I'm pretty cool with him being aggressive towards humans outright. He's not but if he were I'd be OK with it.

There's not many of them I'm all that fond of either.

LF


----------



## huntergreen (Jun 28, 2012)

good luck with that. troll much?


----------



## martemchik (Nov 23, 2010)

Did you get those shirts with or without sleeves?


----------



## DaniFani (Jan 24, 2013)

Longfisher said:


> I never said anything of the sort. Thye came quickly towards him while he was sitting, leaned over him and reached out with both hands towards his muzzle.
> 
> But don't let me interfere with your self-righteous fun.
> 
> LF


For the record, you said nothing of the sort in the OP. You said, "Zeus growled at a woman and her daughter who approached him today." This is inappropriate. I think what is more concerning to most is that you not only think this is okay, but you think it is because of the training....and that THAT is okay too....and what a protection dog should be like. Instead of looking for ways to clarify to the dog threat vs non-threat, you seem to actually EXPECT him to be like this. So so so wrong. The rest of this post is not to the OP, but to people who may be looking into training bitework (properly) of any kind and come across this thread. I do NOT think anyone should just walk up to and pet a dog, and this isn't really even about the dog (although lots of people here have fear aggressive dogs, and it could be a question of whether your dog can truly handle the training...or if the training is correct...but that's another thread)...it's that fact that OP thinks/expects this out of the training.

——————————

COMPLETE THE FOLLOWING:
1. The forum thread shows some posters' names together with a date. List each of those names with its date.
2. Answer these questions from the forum thread, one line each:
(a) What name is given for the dog in the quoted original post?
(b) What does martemchik ask about the shirts?
(c) According to Longfisher's quoted reply, what did the people reach toward, and with how many hands?
3. Reproduce the forum thread between "I'm pretty cool" and "that. troll much?", inclusive.

——————————

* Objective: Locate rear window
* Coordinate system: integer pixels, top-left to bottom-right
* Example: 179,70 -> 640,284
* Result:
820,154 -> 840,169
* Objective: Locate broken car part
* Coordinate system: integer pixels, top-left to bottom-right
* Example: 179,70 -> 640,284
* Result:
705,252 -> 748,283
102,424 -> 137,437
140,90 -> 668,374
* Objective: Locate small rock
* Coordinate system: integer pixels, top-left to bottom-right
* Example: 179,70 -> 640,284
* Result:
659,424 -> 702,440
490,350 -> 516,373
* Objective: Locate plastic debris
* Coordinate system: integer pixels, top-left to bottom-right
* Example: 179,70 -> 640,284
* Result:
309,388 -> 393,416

——————————

ANSWERS GIVEN:
1.
huntergreen (Jun 28, 2012)
martemchik (Nov 23, 2010)
DaniFani (Jan 24, 2013)

2.
(a) Zeus
(b) Whether they were gotten with or without sleeves
(c) His muzzle, with both hands

3.
I'm pretty cool with him being aggressive towards humans outright. He's not but if he were I'd be OK with it.

There's not many of them I'm all that fond of either.

LF


----------



## huntergreen (Jun 28, 2012)

good luck with that. troll much?